WHAT TO PRODUCE: Write the next part of the patent passage on phasing a threaded grinding wheel with a dresser, starting after its final sentence.

SELECTION:
-------------------------

Patent Document 1: Japanese Patent Application Publication No. Hei 5-138438

SUMMARY OF THE INVENTION

Problems to be Solved by the Invention

In the above-described conventional phasing method, a grinding wheel is slid on a workpiece in the axial direction thereof, and an AE (acoustic emission) sensor detects the instant of occurrence of contact and the instant of loss of contact when the grinding wheel crosses a thread groove of the workpiece. The workpiece is moved in the axial direction thereof so that the grinding wheel faces an intermediate position in the thread groove which is found based on the results of the detection. In this way, the grinding wheel and the workpiece are phased with each other. However, in the conventional method, the precise detection of contact or non-contact of the grinding wheel with the workpiece is difficult because the detection is performed in an instant.

In addition, in the gear grinding machine, it is considered that the same problem occurs not only in the phasing of the grinding wheel with the workpiece during grinding but also in the phasing of the grinding wheel with a dresser during dressing, because the workpiece is ground by use of the grinding wheel dressed by the dresser.

Accordingly, the present invention has been made to solve the above-described problems, and an object of the present invention is to provide a phasing method and a phasing device for a threaded grinding wheel which enable detection of contact or non-contact of the threaded grinding wheel with high precision and precise phasing of the threaded grinding wheel.

Means for Solving the Problems

A phasing method for a threaded grinding wheel according to the first invention that solves the problems is a phasing method for a threaded grinding wheel, in which the threaded grinding wheel is phased with a dresser prior to the engagement of the threaded grinding wheel with the dresser during dressing, the method characterized by comprising:

rotating the threaded grinding wheel in one direction;

detecting elastic waves generated when one of thread surfaces of the threaded grinding wheel comes into contact with a corresponding one of blade surfaces of the dresser;

increasing the number of rotations of the dresser until a measured value on one direction side corresponding to the elastic waves exceeds a predetermined value in a case where the measured value on the one direction side does not exceed the predetermined value even if the threaded grinding wheel comes into contact with the dresser;

storing a phase on the one direction side of the threaded grinding wheel once the measured value on the one direction side exceeds the predetermined value;

rotating the threaded grinding wheel in the other direction;

detecting elastic waves generated when the other one of the thread surfaces of the threaded grinding wheel comes into contact with the other one of the blade surfaces of the dresser;

increasing the number of rotations of the dresser until a measured value on the other direction side corresponding to the elastic waves exceeds the predetermined value in a case where the measured value on the other direction side does not exceed the predetermined value even if the threaded grinding wheel comes into contact with the dresser;

storing a phase on the other direction side of the threaded grinding wheel once the measured value on the other direction side exceeds the predetermined value; and

positioning the threaded grinding wheel at a phase where the engagement is feasible, on the basis of the phase on the one direction side and the phase on the other direction side of the threaded grinding wheel.

-------------------------

DATASET:
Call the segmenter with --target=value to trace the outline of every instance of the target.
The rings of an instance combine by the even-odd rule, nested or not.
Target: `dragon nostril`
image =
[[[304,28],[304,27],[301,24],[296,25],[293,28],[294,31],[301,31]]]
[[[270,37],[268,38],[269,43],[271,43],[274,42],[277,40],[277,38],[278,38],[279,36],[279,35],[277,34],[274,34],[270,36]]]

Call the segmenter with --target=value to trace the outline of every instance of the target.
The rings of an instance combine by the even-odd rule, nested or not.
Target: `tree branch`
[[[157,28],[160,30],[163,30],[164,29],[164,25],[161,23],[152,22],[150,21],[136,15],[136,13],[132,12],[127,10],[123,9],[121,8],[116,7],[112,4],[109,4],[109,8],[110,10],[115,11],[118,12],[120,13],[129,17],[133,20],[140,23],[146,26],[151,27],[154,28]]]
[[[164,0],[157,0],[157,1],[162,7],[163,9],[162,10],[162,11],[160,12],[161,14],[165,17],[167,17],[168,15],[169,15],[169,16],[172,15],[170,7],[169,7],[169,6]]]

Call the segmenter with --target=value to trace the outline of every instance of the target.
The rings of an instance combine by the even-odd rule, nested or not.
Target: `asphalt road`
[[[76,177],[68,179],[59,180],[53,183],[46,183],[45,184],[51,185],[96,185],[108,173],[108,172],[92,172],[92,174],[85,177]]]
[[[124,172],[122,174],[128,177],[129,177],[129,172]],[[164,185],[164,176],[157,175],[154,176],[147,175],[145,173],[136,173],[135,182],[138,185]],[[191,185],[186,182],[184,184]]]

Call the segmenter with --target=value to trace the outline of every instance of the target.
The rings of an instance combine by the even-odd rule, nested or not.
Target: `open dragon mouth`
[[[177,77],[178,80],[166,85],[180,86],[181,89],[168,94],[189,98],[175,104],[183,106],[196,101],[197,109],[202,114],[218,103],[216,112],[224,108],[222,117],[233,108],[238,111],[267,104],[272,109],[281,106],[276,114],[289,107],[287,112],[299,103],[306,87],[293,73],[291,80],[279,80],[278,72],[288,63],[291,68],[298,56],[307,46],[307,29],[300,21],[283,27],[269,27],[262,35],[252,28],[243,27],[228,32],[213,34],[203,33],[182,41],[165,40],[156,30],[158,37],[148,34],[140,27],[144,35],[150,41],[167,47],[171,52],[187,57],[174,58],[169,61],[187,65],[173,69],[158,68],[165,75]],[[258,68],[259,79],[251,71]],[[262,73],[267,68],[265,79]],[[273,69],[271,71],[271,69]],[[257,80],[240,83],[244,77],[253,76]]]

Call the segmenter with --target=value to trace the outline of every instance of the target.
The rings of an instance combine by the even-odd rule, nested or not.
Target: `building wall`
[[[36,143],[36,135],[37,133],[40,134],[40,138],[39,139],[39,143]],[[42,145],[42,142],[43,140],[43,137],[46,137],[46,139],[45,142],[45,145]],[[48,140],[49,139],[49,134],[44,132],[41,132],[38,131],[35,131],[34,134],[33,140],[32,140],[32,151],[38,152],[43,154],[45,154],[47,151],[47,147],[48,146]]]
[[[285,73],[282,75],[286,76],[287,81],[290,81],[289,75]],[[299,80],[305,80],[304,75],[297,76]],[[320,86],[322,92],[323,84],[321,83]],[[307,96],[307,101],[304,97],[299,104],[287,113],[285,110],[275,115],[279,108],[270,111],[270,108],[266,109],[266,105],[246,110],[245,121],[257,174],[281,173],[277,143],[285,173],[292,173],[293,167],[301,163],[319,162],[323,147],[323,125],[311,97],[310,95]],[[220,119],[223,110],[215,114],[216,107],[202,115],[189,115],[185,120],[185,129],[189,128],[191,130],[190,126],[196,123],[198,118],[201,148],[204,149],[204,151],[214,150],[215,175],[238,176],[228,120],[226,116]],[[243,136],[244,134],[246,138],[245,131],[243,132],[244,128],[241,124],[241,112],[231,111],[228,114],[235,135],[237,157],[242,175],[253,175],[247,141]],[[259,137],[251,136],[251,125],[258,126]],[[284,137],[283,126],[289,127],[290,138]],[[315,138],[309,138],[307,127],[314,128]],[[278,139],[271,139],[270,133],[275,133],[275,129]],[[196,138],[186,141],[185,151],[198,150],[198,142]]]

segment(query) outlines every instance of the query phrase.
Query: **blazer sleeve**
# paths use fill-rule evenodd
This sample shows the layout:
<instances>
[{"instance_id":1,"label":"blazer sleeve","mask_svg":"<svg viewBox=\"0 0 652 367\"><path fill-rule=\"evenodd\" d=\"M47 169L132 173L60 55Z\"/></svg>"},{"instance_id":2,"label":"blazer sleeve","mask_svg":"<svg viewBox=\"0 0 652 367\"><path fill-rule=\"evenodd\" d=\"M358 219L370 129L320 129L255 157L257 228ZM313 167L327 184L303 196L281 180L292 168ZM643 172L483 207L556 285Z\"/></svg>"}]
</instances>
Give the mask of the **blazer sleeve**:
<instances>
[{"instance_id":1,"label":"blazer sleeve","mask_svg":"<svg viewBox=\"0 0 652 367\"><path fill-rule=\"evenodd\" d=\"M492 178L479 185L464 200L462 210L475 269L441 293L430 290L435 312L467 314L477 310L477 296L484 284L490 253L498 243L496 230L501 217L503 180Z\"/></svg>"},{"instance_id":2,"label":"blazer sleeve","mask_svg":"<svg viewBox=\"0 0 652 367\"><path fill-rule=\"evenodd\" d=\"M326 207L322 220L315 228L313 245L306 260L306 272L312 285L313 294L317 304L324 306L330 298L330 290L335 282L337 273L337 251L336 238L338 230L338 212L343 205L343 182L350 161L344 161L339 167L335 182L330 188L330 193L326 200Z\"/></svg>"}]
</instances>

-------------------------

ANSWER FOR THE TASK:
A phasing device for a threaded grinding wheel according to the second invention that solves the problems is a phasing device for a threaded grinding wheel, with which the threaded grinding wheel is phased with a dresser prior to the engagement of the threaded grinding wheel with the dresser during dressing, the device characterized by comprising:

detection means for detecting elastic waves generated when the threaded grinding wheel rotates and comes into contact with the dresser;

determination means for determining that the threaded grinding wheel has come into contact with the dresser in a case where a measured value corresponding to the elastic waves detected by the detection means exceeds a predetermined value;

dresser rotation number setting means for setting the number of rotations of the dresser so that the measured value exceeds the predetermined value, in a case where the threaded grinding wheel comes into contact with the dresser and the measured value does not exceed the predetermined value; and

grinding wheel phase control means for positioning the threaded grinding wheel at a phase where the engagement is feasible, on the basis of the phase of the threaded grinding wheel when the detection means determines that the contact has occurred.

A phasing device for a threaded grinding wheel according to the third invention that solves the problems is characterized in that the dresser rotation number setting means increases the number of rotations of the dresser in a stepwise manner.

Effects of the Invention

In the phasing method and the phasing device for a threaded grinding wheel according to the present invention, a determination is made whether or not the threaded grinding wheel has come into contact with the disc dresser, on the basis of a measured value corresponding to elastic waves generated in the threaded grinding wheel when the threaded grinding wheel comes into contact with the dresser. In a case where the measured value does not exceed a predetermined value even if the threaded grinding wheel comes into contact with the dresser, the number of rotations of the dresser is increased. Accordingly, contact or non-contact of the threaded grinding wheel can be detected with high precision, and thus the threaded grinding wheel can be phased with the dresser precisely.

MODE FOR CARRYING OUT THE INVENTION

Hereinafter, a phasing method and a phasing device for a threaded grinding wheel according to the present invention will be described in detail with reference to the drawings.

Embodiment

A gear grinding machine1to which the phasing device for a threaded grinding wheel according to the present invention is applied is used to grind a workpiece (gear to be machined) W as a material of an internal gear with a barrel-shaped threaded grinding wheel14as shown inFIG. 2. Further, the gear grinding machine1has the dressing function of dressing the threaded grinding wheel14with a disc dresser32as shown inFIG. 1.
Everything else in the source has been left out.